**REQUIREMENTS**
a) In the excerpt on asteroids and the Moon, how many hours did John W. Young spend on the lunar surface during the Apollo 16 mission?
b) Print the excerpt on asteroids and the Moon from the words "John W. Young" up to and including the words "lunar roving vehicle.".

**PAGE EXCERPT**
───

An observatory on the Moon could be used to find and track asteroids, a fact that Clarke did not address. In common with many other scientists and others in the space community, he thought that asteroids are loaded with natural resources that can be exploited to help Earth, and he minimized the potential danger they pose. Former astronaut Tom Jones, a veteran of four space-shuttle missions and whose memoir,
Sky Walking
, predicts that near-Earth asteroids (NEAs) offer advantages for commercialization as well as exploration of NEAs, agrees. “The water and other mineral resources that we know are present on
some NEAs could help reduce the long-term costs of exploring the Moon, Mars, and the rest of the solar system. And in the course of exploring them, we can test the technology needed to divert any asteroid on a collision course with Earth…. From my spacefarer's perspective,” he continued, “the most attractive idea about ‘astronauts to asteroids' is that such voyages represent a natural progression in difficulty, more challenging than the dash-for-the-Moon Apollo missions but less daunting than the multiyear duration of a Mars landing expedition.”
11

John W. Young is concerned about the asteroid threat and about humanity's survival in general, which is why he has become a strong advocate for colonizing the Moon, a place he knows firsthand. In 1981, he commanded the space shuttle
Columbia
on the first flight that orbited Earth; in total, he spent forty-two years with NASA, during which he became very familiar with the asteroid situation. He also became intimately familiar with the Moon, since he has been there twice. He orbited it during the Apollo 10 mission in late May 1969 in a dress rehearsal for the Apollo 11 landing in July, and he was the ninth person to walk on the lunar surface when he commanded the Apollo 16 mission in April 1972 and spent seventy-one hours there, including a romp with Charles Duke in a lunar roving vehicle.

“I started advocating [colonizing the Moon], so as to enable humankind to survive even if Earth gets hit hard by an asteroid, we must continue exploring the Solar System,” he wrote in
Forever Young
, his autobiography. “Specifically, we need to build a permanent human base on the Moon where people from different nations can live and work. If we can learn how to terra-form on the Moon, the same technology could save Earth inhabitants from the long nuclear winter that would be caused by an asteroid impact.” The reference to a nuclear winter, in which debris would cloud the sky for months, blocking sunlight, implies that the impactor he had in mind was quite a bit larger than the one that grazed Chelyabinsk.

───

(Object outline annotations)
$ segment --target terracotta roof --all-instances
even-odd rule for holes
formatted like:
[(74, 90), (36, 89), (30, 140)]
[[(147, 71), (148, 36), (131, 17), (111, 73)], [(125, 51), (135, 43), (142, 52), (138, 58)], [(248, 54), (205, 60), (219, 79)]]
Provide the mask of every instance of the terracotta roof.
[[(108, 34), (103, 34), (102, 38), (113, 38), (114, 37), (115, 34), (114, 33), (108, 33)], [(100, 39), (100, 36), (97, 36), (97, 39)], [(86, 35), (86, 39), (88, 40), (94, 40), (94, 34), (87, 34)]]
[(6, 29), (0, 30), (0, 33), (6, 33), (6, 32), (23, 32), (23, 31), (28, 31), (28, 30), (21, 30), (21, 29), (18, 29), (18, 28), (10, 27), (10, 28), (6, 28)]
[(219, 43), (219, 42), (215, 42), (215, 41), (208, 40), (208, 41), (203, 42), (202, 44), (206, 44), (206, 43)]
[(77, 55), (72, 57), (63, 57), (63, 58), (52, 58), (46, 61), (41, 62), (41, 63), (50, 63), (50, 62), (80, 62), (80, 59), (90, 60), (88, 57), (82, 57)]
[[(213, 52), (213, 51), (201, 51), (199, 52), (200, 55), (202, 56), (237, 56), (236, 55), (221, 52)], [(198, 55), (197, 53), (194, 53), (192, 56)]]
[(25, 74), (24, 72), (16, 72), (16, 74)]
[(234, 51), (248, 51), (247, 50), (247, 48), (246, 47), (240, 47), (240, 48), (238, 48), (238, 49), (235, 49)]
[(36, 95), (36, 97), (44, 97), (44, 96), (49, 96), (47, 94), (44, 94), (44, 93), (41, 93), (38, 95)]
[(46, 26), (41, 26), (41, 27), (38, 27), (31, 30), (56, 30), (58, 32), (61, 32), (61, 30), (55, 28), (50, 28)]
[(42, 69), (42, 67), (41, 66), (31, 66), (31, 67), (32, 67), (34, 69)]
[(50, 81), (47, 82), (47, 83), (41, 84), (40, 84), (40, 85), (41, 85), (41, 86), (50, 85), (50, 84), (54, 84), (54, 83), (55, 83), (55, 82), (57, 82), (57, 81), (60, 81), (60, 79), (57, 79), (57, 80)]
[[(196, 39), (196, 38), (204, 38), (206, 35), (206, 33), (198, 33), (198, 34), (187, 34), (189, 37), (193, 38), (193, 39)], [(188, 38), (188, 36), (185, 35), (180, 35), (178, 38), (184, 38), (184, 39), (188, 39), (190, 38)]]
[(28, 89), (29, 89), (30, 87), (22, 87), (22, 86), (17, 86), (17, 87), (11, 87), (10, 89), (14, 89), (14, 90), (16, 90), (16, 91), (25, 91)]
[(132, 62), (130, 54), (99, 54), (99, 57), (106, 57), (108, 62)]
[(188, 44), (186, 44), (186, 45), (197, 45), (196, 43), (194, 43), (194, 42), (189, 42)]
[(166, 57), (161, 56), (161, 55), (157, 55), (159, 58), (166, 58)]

───

**THE REPLIES**
a) Seventy-one hours.

b)
John W. Young is concerned about the asteroid threat and about humanity's survival in general, which is why he has become a strong advocate for colonizing the Moon, a place he knows firsthand. In 1981, he commanded the space shuttle
Columbia
on the first flight that orbited Earth; in total, he spent forty-two years with NASA, during which he became very familiar with the asteroid situation. He also became intimately familiar with the Moon, since he has been there twice. He orbited it during the Apollo 10 mission in late May 1969 in a dress rehearsal for the Apollo 11 landing in July, and he was the ninth person to walk on the lunar surface when he commanded the Apollo 16 mission in April 1972 and spent seventy-one hours there, including a romp with Charles Duke in a lunar roving vehicle.